◆ **DOCUMENT EXCERPT**:
┄┄┄┄┄┄
But remember that Anna wants to learn the language. And because (in this blog) the language is presented as sight substance (albeit blurred), it remains available for inspection. This is completely unlike sound substance, which will have departed the scene, and would therefore be invisible. Out of sight, out of mind - ignorable.
Because (in our imaginary scenario) Anna is looking at sight substance, she and her fellow students can point to the blur and ask: ‘What does this mean?’ But actually (and this is the point) they are more likely to ask ‘What are these words? Because picking out the words in this blurred sight substance is difficult.
Anna’s desire to learn the language is not satisfied by having done the communicative task of answering the questions. She wants to stay with the substance, and improve her ability to recognise words in the substance.
So rather than walk away from the substance, what could Anna’s teacher have done in the listening lesson? (We now revert to sound substance). The answer is simple: stay with the sound substance of the recording. Always, always, always allow time for this question:
Now that you know the answers, listen again, and try and identify the words that lead to the correct answers.
Then, always always always, do something with a short extract (which either you or your students choose) and go to work on it. Ask them how the words in the selected extract sound to them, and tell them how they sound to you. Do vocal gymnastics (see here), get them to savour different ways of saying the words: different speeds, different accents, severely reduced, extra carefully elongated. Encourage them to create raps, or ear-worms. (More on this in future blogs, and in A Syllabus for Listening (forthcoming).
Listening Cherry 27 - Sight and sound shapes
Imagine that every time you see a word written down it looks different: letters in a different order, letters missing, different fonts, different sizes, different use of caps and lower case. Additionally, imagine that the spacing (or lack of it) between words varies according to the speed at which the author originally wrote them. So if the author wrote very fast, many words would squash up close together so that they become a disheartening, difficult-to-decipher mess of word-on-top-of word. And if the author wrote very slowly, pausing to think after every couple of words, the letters of each word would be widely spaced and the words themselves would move apart leaving annoyingly big gaps.
Sight shapes
Imagine, to put it differently, that words have different sight shapes every time you see them on the page. This would add to our workload as teachers and textbook writers, but we would teach this, and we would seek to find useful generalisations and patterns in the varying sight shapes. We would teach this because we (and our students) could see the words, they would exist to be inspected, analysed, studied and learned. They would be in sight, and very much in mind. We could assemble all the different sound shapes of a given word, and put them in a visual learnable sequence.
Of course, in reality, words have very few sight shapes, and these are easily learned: they do not change shape according to the speed that author writes: they do not suffer squashing, squeezing or elongations. And if sight shapes present a difficulty, then they still have the immense advantage of staying in the same place on the page - in sight - so that we can work on deciphering them.
┄┄┄┄┄┄
◆ **INFORMATION SUPPLIED**:
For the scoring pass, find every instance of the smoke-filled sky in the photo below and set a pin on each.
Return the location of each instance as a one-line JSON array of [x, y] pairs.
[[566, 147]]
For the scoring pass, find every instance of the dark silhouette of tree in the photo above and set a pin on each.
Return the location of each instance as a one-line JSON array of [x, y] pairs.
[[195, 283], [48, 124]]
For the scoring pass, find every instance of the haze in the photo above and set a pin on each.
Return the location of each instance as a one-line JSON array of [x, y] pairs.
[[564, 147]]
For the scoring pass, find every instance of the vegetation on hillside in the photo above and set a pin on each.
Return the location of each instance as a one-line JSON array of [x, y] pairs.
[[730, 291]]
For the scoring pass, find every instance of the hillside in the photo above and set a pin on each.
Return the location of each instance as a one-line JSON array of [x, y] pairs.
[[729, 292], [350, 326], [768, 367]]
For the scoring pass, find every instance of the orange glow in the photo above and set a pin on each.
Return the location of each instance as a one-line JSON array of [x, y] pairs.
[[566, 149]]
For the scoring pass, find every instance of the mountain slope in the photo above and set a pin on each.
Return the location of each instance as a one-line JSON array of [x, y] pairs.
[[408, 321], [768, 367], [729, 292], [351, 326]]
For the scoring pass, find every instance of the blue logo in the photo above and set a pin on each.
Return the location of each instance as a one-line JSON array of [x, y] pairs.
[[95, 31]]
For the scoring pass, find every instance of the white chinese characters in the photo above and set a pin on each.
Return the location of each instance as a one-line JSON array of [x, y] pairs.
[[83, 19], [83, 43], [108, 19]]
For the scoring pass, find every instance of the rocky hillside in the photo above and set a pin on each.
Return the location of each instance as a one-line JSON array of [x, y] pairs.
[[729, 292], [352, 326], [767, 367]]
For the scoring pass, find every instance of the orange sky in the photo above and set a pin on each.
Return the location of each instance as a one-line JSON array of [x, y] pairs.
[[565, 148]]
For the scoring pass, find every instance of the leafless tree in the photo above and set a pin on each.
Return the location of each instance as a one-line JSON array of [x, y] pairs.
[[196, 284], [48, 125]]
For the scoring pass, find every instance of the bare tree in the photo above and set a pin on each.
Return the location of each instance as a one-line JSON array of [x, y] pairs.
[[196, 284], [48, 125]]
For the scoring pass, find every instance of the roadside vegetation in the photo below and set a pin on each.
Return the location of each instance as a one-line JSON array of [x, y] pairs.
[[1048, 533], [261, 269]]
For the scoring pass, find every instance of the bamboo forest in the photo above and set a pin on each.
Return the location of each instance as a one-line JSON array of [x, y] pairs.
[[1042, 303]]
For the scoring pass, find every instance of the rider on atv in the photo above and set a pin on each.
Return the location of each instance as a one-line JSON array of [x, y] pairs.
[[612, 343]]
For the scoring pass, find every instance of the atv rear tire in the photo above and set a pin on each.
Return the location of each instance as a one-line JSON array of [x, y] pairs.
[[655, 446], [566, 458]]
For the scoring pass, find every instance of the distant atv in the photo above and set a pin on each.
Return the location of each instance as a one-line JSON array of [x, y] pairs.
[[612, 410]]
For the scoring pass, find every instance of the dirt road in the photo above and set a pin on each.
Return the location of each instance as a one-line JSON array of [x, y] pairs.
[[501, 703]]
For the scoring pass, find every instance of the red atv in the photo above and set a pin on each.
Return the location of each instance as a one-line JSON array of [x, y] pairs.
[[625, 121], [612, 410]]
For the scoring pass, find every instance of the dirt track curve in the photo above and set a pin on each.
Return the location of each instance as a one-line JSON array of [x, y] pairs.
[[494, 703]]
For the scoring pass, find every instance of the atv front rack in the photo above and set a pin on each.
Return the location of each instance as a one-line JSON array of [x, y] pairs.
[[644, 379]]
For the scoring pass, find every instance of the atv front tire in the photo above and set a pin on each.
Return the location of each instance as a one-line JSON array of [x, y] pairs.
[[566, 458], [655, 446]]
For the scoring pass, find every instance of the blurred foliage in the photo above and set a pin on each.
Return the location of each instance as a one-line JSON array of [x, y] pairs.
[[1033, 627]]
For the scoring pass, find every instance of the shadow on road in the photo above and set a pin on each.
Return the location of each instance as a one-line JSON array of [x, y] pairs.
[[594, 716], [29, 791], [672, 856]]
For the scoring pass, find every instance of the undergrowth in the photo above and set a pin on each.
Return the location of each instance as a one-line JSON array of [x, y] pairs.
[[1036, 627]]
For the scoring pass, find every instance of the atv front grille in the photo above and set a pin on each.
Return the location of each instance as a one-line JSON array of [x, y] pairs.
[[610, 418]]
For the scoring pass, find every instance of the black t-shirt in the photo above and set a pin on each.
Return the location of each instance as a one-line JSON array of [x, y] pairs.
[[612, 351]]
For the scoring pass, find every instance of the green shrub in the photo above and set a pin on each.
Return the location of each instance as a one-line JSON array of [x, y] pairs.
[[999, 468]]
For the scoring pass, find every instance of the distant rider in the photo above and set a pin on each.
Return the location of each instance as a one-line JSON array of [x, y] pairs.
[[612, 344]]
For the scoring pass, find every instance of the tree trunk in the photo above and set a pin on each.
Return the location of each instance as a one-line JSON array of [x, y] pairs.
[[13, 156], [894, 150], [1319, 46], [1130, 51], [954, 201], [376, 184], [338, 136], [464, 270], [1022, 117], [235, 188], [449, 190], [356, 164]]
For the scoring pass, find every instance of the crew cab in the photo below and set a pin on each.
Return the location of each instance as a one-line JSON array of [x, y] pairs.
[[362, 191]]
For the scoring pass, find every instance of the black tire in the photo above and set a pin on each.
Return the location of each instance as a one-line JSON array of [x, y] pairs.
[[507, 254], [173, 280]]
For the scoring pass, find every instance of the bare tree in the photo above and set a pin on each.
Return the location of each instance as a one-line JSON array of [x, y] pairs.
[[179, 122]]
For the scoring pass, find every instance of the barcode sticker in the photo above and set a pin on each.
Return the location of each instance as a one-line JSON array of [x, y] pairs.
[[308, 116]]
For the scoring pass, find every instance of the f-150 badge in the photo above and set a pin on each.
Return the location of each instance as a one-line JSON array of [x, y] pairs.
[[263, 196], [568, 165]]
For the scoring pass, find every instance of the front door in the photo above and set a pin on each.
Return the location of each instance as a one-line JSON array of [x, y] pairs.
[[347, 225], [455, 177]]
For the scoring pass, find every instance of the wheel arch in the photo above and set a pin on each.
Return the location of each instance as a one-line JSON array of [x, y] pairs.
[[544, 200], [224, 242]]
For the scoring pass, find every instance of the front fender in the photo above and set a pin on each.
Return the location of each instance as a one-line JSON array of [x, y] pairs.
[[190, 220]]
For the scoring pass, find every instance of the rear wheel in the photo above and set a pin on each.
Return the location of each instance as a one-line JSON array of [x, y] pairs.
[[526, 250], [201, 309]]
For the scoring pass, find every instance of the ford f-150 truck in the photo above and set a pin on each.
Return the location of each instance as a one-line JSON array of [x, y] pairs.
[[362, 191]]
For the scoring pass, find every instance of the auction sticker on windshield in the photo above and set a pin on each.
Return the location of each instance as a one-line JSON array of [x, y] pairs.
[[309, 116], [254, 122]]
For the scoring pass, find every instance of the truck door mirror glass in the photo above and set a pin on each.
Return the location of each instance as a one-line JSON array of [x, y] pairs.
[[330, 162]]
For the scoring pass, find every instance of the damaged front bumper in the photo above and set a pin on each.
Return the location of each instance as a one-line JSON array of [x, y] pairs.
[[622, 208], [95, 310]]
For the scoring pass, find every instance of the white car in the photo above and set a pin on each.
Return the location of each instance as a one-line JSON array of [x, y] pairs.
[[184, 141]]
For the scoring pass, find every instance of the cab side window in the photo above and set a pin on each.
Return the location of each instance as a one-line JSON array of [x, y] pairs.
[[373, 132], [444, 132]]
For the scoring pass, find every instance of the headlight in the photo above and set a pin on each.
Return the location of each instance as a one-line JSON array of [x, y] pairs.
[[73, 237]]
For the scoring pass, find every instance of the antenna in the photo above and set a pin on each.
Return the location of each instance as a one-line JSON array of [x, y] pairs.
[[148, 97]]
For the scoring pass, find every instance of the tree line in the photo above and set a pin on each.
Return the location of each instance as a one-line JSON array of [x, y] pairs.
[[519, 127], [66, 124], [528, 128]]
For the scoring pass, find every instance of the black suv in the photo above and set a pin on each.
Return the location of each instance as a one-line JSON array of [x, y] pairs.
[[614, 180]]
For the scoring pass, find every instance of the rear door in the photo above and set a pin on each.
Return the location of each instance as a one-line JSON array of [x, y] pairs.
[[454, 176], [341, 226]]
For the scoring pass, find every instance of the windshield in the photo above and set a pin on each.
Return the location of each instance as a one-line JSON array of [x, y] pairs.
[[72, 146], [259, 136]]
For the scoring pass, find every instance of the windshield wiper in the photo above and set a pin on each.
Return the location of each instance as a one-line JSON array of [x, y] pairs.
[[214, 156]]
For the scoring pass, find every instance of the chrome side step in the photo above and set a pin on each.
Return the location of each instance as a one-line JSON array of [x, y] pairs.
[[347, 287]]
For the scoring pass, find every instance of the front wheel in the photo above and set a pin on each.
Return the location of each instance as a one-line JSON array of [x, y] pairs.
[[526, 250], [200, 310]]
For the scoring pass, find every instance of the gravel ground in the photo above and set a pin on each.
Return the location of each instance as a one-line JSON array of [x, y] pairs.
┄┄┄┄┄┄
◆ **WHAT YOU WILL DO**:
(1) In the listening blog excerpt, translate this sentence into Spanish: "Now that you know the answers, listen again, and try and identify the words that lead to the correct answers."
(2) Carry on the listening blog excerpt from the point where it stops.

◆ **WRITTEN RESPONSES**:
(1) Ahora que conoces las respuestas, escucha de nuevo e intenta identificar las palabras que llevan a las respuestas correctas.

(2)
Sound shapes
These shapings (squashing, squeezing, elongations) happen to the sound shapes of words. (All words have a wide variety of sound shapes - not just the ‘weak forms’.) And the trouble is, because that they are not visible or inspectable we don’t teach, study, or learn them. They are out of sight, and therefore out of mind.
Out of sight, out of mind
Our students, cannot (with conventional print plus audio) point to the sound shapes and say ‘Look at them - tell me why they are like that!’ Teachers cannot say ‘Look at this sound shape, it is one of the many sound shapes of the word produced‘
You might think we could do all this with the transcript of a recording, but unfortunately words have the same sight shape each time they occur in the transcript. The sight shape version of a recording - the transcript - is thus a misrepresentation of the recording, and the sound shapes that it contains.
One way forward might be to find ways to help our students point to the sound shapes and say ‘Look at them - tell me why they are like that!’ and to help teachers say ‘Look at this sound shape, it is one of the many sound shapes of the word produced‘ (see here).
But we have to be careful using the verb ‘look’. Any sight shape version of a word - including phonetic versions - misrepresents the sound shape. ‘Looking’ may help, but the audio, the sound shapes have to be immediately accessible. The imperative needs to be ‘Listen!’ - or (better) ‘Look and listen!’ with the sight shapes and sound shapes either embedded in each other (as in the Flash movies you can find here), or placed side by side, as can be done in Sonocent’s AudioNotetaker (see here). There has to be immediacy of access to the different sound shapes of a word.
Although main course textbooks and contemporary listening methodology does not yet include these things, examples of what needs to become orthodoxy can be found in Hancock and McDonald’s Authentic Listening here and here, and in my own work here, here and here.
(NB Some of these links require you to play Flash Movies, which - in Safari - you may need to enable.)